==== EXTRACT PROVIDED ====
In contrast, one-shot comedies such as The Tramp's Miraculous Escape and The Photographer's Mishap were suited for "polite" vaudeville with its mixed-sex audiences. Both were photographed along train tracks, using stop-action techniques to simulate a train colliding with its victim.[57]Weary Willie and the Gardener and The Tramp and the Nursing Bottle , part of the tramp series, were shot in a park or in someone's backyard. Each recycled an earlier film gag. All of these comedies were made quickly and at minimal expense.
During their first six months, Porter and Fleming assumed editorial control only in highly circumscribed situations, chiefly by adding dependent tags as endings to one-shot comedies. Two films made in August and September 1901 suggest that they were moving beyond these constraints: Life Rescue at Long Branch and Sampson-Schley Controversy. Life Rescue at Long Branch , retitled Life Rescue at Atlantic City for the Edison catalog, presented a two-shot, staged rescue by lifeboat. It was a popular subject that Sigmund Lubin had filmed in Atlantic City during 1899. Lubin's Life Rescue was "the most wonderful picture ever taken. Two people went out too far in the ocean to bathe; the gentleman was drowned, the lady saved by the life guards, who can be seen swimming out to her."[58] The Edison film shows two different parts of a rescue, and connects
them with a dissolve. The major distinction between Life Rescue at Long Branch and earlier rescue films such as Ambulance Call and Ambulance at the Accident is the dissolve that ties the shots together and the corresponding assertion of editorial control by the cameraman/producer. It moved beyond the limitations of earlier Edison acted films as two shots of equal weight told a simple linear narrative. The film was more modest than James Williamson's Fire! made in England two months earlier, but it represented a minor advance in the Kinetograph Department's approach to filmmaking.
==== INPUT ROWS ====
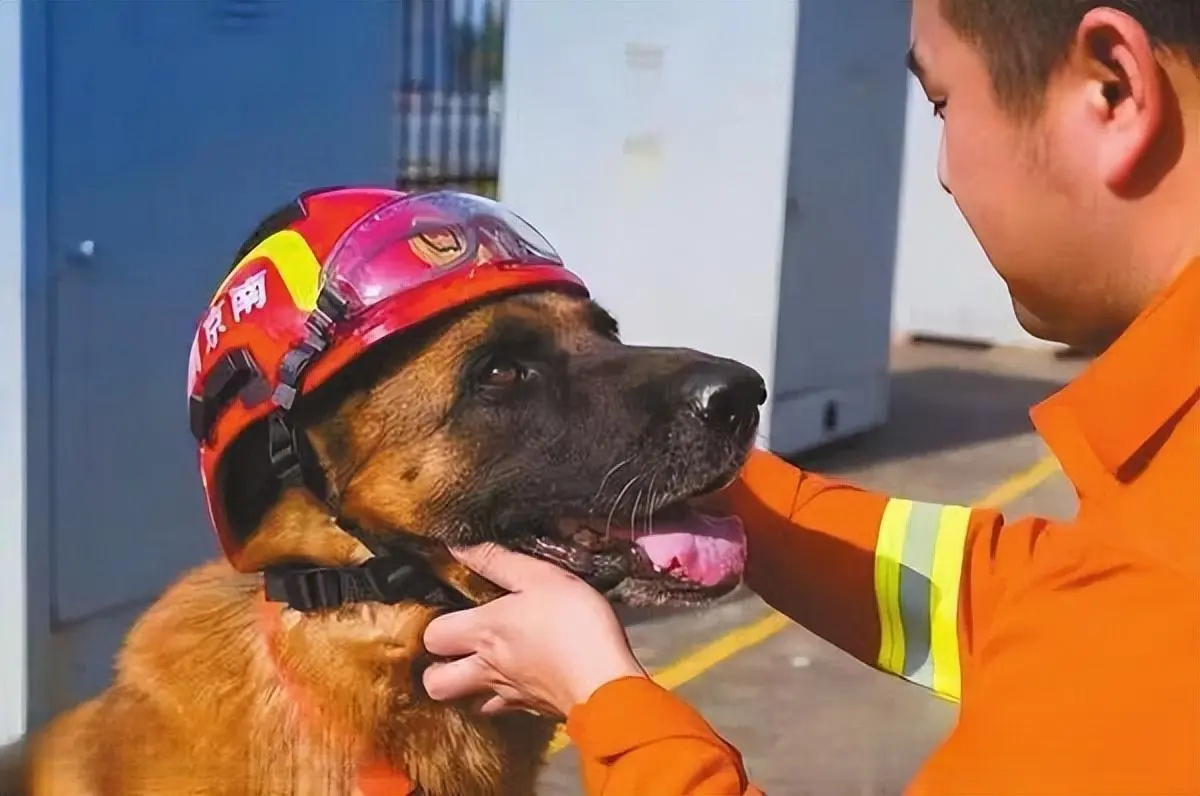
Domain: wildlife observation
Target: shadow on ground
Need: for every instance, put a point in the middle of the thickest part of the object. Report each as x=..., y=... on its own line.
x=937, y=408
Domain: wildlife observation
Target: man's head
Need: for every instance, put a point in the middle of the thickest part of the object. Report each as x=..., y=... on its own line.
x=1072, y=145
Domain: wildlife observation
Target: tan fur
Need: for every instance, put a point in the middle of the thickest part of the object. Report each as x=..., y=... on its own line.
x=211, y=698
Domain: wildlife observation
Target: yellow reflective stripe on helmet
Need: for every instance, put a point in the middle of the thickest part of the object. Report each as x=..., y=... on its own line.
x=918, y=567
x=294, y=261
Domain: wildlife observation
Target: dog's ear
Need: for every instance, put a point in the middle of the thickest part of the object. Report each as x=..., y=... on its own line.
x=247, y=484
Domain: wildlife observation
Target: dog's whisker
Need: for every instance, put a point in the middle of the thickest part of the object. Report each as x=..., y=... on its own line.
x=616, y=503
x=610, y=473
x=651, y=506
x=633, y=515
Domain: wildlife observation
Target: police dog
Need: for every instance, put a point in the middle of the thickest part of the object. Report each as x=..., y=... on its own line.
x=521, y=419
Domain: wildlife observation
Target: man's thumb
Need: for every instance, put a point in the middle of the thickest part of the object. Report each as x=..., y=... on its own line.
x=509, y=570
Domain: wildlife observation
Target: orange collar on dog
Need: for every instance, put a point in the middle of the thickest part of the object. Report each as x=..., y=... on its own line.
x=375, y=777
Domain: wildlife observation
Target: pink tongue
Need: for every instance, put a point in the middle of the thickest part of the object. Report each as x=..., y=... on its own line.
x=709, y=551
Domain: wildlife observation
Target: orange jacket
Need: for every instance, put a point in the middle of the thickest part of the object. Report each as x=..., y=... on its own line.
x=1073, y=646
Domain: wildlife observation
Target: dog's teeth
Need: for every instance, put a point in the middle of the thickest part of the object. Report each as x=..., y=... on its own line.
x=587, y=538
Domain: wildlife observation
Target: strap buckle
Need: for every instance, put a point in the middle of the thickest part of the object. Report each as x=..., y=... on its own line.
x=383, y=579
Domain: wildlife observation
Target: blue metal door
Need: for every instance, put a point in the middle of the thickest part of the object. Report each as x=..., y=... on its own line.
x=174, y=127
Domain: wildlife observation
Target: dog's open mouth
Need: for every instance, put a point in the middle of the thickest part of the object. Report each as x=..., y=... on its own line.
x=678, y=549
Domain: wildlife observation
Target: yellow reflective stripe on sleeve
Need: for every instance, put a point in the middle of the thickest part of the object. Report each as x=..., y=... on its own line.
x=888, y=549
x=952, y=540
x=918, y=567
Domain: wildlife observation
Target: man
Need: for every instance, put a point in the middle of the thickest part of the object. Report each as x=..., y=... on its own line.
x=1072, y=145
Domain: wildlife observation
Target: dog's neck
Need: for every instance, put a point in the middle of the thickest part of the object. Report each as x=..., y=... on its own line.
x=349, y=674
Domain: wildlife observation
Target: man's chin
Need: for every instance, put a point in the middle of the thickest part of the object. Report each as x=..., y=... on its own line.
x=1086, y=341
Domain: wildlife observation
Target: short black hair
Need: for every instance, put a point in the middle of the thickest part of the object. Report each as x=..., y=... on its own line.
x=1025, y=41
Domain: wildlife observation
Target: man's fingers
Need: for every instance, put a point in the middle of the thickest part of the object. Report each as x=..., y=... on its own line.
x=455, y=634
x=456, y=678
x=509, y=570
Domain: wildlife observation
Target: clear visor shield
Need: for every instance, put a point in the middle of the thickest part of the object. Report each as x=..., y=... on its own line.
x=423, y=237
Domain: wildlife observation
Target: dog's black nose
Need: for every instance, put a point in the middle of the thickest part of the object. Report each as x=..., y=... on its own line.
x=724, y=394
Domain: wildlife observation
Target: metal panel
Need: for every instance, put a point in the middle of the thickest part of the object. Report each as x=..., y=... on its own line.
x=648, y=141
x=174, y=127
x=840, y=226
x=13, y=659
x=655, y=144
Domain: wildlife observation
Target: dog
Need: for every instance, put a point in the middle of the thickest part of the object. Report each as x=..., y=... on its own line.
x=520, y=419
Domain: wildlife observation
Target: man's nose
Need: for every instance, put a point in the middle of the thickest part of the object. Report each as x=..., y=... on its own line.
x=723, y=393
x=943, y=175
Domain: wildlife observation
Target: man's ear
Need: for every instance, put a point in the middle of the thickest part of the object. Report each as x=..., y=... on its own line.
x=1126, y=91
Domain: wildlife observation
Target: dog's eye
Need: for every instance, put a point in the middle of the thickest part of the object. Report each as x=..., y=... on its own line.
x=502, y=375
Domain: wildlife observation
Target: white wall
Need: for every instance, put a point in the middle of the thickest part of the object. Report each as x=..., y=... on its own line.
====
TASKS.
[1] In the passage on early Edison films, what was Life Rescue at Long Branch renamed for the Edison catalog?
[2] Pull out every line of the records that contains the string "metal". Case counts.
The passage on early Edison films and the records come from unrelated sources.

ANSWER SET.
[1] Life Rescue at Atlantic City

[2]
Target: blue metal door
Target: metal panel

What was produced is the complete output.